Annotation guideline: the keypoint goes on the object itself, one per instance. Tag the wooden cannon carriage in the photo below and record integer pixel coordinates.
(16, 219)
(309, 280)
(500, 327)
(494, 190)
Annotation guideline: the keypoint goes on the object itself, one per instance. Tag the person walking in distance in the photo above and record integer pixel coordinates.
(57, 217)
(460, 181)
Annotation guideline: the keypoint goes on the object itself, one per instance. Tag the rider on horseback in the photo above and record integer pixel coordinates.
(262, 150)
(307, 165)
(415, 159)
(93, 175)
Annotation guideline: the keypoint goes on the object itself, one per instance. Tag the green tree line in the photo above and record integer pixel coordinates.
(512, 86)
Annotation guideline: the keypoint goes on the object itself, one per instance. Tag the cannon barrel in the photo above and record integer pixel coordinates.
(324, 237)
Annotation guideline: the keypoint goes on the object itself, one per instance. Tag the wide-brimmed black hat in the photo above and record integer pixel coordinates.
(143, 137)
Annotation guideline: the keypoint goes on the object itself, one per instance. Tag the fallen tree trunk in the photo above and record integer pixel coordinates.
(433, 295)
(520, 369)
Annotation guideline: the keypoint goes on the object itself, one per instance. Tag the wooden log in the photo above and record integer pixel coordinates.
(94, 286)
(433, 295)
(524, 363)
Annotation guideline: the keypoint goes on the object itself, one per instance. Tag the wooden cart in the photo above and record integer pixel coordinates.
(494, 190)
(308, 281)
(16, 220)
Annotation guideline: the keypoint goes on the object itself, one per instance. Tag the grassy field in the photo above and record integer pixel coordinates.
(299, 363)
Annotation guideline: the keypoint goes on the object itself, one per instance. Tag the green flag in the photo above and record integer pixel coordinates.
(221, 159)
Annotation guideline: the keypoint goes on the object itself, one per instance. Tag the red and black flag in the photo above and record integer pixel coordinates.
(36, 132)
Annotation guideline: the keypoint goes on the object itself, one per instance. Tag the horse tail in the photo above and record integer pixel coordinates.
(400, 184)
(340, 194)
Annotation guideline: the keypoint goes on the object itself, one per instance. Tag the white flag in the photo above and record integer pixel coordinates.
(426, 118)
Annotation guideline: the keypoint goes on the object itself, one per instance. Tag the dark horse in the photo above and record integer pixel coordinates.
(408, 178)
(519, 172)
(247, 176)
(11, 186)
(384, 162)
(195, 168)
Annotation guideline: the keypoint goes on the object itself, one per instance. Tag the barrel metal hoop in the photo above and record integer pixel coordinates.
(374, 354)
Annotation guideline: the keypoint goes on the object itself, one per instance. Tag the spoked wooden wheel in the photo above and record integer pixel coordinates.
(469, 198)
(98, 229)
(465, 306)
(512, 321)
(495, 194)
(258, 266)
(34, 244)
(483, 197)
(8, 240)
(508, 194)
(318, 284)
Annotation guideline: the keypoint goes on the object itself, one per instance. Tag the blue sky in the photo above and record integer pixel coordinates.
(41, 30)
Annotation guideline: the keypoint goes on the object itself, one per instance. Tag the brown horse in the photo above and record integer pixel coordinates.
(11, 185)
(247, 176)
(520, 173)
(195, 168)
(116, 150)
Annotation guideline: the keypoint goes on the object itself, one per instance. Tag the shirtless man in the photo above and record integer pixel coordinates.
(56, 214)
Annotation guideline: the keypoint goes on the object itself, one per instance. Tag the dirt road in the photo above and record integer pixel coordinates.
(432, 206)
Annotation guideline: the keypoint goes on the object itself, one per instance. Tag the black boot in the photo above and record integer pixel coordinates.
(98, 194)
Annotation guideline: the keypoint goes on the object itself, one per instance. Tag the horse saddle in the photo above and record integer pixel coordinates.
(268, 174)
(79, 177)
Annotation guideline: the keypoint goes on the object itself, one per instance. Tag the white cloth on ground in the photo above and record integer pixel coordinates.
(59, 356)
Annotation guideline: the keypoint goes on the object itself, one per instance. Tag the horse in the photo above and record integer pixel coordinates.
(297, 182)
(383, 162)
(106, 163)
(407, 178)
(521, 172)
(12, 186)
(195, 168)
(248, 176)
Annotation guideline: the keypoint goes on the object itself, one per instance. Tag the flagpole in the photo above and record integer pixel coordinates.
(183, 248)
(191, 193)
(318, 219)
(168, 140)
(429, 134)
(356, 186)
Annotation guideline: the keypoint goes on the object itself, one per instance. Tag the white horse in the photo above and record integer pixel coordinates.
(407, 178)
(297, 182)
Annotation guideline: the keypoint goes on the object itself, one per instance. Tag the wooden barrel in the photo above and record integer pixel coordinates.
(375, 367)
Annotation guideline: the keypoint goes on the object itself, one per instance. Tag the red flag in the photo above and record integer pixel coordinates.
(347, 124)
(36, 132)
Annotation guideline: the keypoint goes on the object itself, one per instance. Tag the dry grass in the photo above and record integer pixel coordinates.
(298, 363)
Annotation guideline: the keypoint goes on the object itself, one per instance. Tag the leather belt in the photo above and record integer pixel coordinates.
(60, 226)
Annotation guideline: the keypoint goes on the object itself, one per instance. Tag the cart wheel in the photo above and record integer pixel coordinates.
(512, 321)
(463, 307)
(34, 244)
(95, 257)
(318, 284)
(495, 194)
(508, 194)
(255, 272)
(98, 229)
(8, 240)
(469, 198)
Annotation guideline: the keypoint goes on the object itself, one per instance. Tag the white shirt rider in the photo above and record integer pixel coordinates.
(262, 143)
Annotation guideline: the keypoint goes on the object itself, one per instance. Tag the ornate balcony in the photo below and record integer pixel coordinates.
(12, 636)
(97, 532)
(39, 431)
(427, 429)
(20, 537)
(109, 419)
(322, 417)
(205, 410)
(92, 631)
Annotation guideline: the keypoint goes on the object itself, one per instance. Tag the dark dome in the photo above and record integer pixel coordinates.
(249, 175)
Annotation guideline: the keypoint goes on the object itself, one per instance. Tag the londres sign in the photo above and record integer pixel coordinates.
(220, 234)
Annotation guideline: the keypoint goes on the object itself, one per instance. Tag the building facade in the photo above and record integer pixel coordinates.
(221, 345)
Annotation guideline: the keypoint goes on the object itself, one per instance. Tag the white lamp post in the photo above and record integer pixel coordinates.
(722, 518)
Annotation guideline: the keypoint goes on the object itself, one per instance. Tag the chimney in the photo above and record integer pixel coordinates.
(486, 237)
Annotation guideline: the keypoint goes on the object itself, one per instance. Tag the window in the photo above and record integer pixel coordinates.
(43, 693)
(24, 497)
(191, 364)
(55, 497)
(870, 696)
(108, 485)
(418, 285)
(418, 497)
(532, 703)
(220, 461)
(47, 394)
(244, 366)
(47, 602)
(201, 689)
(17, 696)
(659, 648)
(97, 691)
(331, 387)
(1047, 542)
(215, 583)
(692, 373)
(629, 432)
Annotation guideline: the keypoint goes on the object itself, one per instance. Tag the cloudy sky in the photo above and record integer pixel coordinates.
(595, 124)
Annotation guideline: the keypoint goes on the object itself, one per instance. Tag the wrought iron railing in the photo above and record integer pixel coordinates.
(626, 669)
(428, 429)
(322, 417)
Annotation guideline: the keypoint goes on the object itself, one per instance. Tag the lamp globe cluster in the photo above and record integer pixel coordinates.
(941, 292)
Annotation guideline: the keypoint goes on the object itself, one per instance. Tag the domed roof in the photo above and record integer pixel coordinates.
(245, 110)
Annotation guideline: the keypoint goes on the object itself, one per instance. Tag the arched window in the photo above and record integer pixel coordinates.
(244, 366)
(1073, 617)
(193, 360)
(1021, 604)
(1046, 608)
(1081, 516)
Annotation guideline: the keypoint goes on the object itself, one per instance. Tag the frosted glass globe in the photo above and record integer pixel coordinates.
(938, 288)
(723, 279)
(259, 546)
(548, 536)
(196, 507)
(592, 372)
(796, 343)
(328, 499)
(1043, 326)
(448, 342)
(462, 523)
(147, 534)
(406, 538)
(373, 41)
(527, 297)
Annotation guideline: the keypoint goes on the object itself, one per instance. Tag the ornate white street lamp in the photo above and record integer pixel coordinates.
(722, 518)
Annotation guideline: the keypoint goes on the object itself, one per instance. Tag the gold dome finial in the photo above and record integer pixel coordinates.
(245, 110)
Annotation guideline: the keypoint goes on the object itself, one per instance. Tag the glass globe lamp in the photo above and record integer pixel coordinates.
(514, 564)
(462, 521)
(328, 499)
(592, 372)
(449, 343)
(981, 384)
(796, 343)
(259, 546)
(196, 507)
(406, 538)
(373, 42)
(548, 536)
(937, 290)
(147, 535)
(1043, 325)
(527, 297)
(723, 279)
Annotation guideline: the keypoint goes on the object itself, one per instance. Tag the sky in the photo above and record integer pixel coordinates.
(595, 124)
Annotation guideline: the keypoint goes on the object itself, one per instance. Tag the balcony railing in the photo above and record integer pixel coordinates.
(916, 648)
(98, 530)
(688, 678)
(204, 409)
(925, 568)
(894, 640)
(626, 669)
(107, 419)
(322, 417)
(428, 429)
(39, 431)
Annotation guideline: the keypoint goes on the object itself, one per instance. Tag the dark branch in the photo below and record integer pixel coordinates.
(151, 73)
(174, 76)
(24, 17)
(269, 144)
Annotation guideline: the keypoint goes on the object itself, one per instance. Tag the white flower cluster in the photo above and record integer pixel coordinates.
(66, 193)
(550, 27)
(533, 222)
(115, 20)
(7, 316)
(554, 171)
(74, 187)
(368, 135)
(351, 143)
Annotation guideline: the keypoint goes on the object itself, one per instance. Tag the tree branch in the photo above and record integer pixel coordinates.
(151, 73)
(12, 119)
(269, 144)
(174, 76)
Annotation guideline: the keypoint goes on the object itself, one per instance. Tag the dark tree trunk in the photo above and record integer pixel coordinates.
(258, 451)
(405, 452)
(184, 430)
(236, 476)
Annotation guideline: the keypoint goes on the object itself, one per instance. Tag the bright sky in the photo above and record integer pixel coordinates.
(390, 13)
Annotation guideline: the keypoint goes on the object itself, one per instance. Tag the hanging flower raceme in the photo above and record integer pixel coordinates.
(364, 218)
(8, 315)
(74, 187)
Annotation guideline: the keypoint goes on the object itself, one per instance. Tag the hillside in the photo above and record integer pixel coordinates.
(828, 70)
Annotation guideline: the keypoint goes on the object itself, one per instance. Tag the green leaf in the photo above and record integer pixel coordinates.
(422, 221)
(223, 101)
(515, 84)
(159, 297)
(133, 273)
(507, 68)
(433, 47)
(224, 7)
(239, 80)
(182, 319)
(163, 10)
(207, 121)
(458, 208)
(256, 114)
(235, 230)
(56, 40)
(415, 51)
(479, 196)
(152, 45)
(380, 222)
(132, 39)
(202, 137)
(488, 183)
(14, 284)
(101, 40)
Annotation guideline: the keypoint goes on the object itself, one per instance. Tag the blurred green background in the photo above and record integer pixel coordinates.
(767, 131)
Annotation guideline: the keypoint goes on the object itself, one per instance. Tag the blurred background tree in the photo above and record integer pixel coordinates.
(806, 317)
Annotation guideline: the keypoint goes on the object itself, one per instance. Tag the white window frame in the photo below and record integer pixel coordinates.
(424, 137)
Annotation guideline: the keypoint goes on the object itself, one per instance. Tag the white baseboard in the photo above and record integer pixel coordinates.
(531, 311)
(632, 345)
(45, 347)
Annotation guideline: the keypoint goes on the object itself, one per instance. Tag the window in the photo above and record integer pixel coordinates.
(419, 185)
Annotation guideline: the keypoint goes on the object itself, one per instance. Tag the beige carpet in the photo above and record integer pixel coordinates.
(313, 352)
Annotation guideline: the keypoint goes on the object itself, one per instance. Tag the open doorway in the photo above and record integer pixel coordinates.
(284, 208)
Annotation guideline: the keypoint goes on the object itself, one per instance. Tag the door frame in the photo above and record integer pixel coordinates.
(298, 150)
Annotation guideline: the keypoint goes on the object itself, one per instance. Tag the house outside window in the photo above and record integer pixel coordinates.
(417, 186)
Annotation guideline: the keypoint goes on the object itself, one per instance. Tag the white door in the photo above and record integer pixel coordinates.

__________

Only this range is to be output: the line that contains "Tag the open" through the last line of the records above, both inclusive.

Task answer:
Annotation guideline: the keypoint goes on the object itself, one per instance. Tag the open doorway in the photo above and record integer pixel coordinates.
(284, 208)
Annotation guideline: the keypoint goes on the object itself, one per instance. Tag the door frame in the photo above and record integer pixel coordinates.
(298, 150)
Annotation guideline: the keypoint goes on the object itself, one per instance. Tag the house outside window in the photo above and record integer pixel coordinates.
(417, 186)
Annotation guideline: the keypoint goes on the object itself, one per instance. Tag the white door in the photo above and record integer pixel coordinates.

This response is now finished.